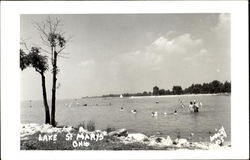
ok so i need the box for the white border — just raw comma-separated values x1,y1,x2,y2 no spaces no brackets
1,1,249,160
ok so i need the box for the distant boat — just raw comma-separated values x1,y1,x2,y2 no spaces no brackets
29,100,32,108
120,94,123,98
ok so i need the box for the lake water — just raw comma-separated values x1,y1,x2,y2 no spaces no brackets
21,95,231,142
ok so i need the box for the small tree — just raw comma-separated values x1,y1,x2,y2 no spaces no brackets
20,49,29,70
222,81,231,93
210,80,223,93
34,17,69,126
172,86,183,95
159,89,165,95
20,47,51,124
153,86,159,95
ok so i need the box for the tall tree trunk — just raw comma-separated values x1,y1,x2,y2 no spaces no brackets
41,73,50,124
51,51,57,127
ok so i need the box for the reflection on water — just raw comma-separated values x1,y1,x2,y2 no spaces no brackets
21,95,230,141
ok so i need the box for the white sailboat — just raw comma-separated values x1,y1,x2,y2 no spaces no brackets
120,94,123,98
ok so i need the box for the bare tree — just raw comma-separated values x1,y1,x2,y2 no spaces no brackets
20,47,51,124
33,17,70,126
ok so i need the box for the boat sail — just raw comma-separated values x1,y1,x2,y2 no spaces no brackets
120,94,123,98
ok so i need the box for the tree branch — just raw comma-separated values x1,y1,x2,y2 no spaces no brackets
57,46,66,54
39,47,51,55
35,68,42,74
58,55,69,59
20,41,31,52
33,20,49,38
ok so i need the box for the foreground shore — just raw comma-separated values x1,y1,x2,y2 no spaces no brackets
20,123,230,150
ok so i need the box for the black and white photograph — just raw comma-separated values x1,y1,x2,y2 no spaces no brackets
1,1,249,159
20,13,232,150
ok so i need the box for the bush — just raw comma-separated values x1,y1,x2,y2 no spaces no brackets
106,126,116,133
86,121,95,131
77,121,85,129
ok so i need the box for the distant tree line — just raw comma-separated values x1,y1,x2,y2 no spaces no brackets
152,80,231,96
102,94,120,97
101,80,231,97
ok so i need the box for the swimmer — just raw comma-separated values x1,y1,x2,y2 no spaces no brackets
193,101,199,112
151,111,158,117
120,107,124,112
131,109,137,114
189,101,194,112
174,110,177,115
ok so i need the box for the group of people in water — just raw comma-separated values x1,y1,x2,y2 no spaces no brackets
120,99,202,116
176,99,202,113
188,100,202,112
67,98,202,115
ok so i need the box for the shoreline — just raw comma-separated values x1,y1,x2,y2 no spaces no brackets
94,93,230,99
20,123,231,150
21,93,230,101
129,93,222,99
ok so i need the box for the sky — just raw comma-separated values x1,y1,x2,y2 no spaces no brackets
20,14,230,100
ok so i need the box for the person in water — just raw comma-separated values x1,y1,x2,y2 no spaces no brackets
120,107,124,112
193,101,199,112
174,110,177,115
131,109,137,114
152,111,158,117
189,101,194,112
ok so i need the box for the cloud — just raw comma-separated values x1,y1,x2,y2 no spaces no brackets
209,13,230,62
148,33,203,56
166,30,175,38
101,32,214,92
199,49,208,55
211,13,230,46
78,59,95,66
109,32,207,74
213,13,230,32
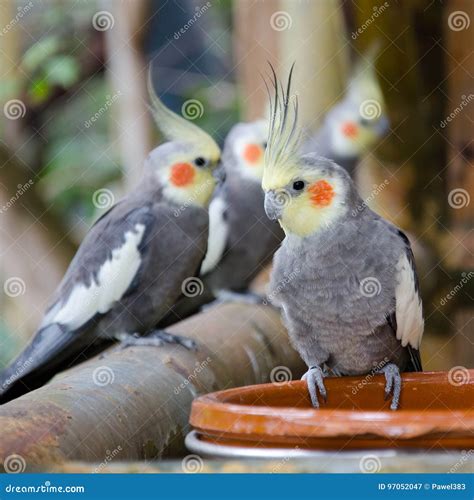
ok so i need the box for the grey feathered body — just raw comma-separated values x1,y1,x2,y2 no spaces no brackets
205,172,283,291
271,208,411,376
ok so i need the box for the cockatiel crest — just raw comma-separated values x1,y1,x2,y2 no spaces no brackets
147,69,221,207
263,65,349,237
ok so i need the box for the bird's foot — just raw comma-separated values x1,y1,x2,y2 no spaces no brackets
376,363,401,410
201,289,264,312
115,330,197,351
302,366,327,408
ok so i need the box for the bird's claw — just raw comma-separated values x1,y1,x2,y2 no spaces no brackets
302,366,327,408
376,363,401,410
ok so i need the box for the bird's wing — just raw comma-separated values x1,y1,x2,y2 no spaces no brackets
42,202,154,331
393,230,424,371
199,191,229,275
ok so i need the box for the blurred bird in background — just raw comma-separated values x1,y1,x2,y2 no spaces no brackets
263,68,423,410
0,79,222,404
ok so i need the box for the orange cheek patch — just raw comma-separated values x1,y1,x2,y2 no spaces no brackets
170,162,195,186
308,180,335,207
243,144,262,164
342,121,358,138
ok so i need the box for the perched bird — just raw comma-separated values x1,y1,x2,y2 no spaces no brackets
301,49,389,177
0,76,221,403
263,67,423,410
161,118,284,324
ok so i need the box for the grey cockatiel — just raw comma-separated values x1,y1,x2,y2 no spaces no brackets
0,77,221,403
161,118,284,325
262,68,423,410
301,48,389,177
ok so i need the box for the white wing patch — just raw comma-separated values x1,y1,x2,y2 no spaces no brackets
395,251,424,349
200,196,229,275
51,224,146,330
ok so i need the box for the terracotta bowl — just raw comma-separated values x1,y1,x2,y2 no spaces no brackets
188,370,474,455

━━━━━━━━━━━━━━━━━━━━

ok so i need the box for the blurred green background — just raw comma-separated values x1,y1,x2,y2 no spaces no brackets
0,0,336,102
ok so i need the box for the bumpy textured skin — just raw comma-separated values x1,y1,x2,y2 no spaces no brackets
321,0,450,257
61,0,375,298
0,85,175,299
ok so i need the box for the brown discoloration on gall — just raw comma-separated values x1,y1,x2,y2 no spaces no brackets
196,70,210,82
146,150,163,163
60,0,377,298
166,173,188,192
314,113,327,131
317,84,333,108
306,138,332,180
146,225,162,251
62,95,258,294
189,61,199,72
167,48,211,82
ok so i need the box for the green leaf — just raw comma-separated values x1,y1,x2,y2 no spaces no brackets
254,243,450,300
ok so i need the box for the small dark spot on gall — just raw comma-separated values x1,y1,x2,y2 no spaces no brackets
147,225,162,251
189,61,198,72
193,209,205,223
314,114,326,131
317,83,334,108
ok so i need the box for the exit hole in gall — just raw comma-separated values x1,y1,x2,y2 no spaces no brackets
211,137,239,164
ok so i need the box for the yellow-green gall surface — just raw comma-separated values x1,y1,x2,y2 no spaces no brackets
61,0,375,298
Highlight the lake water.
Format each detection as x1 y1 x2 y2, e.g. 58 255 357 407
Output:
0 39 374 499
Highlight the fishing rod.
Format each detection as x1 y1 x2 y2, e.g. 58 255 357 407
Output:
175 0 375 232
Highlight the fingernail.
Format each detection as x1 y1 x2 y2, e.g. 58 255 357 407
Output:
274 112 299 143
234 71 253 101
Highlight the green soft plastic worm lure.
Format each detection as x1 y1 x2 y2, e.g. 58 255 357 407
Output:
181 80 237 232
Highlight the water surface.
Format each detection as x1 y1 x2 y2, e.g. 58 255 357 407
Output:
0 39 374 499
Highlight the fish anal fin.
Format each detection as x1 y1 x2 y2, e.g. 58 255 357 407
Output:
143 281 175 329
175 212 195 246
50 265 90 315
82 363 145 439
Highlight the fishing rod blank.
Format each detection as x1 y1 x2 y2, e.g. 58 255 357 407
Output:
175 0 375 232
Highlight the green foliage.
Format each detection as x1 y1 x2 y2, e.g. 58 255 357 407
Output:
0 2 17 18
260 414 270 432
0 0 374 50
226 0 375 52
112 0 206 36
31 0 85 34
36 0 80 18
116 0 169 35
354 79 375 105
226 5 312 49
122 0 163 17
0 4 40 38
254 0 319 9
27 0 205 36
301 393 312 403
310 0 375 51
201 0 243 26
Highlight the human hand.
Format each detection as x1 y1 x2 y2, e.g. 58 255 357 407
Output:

━━━━━━━━━━━━━━━━━━━━

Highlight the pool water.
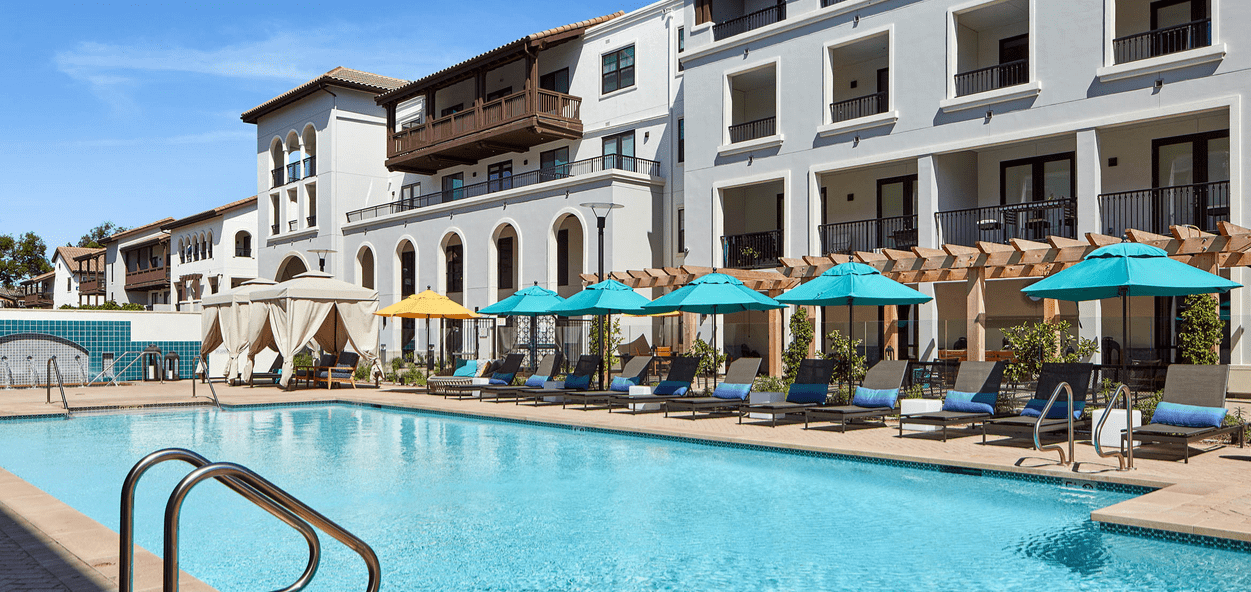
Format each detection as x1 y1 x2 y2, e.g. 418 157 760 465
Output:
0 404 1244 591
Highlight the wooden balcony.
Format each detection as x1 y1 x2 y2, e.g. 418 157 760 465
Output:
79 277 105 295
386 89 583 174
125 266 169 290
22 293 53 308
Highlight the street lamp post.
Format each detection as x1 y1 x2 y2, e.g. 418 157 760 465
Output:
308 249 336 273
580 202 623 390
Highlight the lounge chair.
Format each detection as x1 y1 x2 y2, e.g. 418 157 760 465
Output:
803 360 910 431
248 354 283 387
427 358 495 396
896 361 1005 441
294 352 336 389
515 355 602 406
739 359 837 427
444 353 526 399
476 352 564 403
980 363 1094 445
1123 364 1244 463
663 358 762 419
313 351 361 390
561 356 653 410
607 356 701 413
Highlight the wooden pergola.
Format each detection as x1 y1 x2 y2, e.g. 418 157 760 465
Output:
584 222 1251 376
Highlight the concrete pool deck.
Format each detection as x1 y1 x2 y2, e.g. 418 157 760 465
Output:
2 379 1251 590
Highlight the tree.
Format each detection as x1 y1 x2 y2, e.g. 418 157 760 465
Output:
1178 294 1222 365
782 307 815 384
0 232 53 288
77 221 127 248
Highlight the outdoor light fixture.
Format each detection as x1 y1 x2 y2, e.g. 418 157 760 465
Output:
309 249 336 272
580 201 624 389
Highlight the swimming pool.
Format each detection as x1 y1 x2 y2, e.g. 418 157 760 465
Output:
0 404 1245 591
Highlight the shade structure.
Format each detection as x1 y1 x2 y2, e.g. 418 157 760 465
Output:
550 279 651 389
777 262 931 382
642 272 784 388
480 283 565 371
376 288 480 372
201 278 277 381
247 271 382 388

━━━━━━━━━━━━━━━━━━━━

- [Activity]
Return a copy of each line of the material that holds the word "fishing".

- [Exercise output]
Highlight the fishing rod.
Highlight the fishing rod blank.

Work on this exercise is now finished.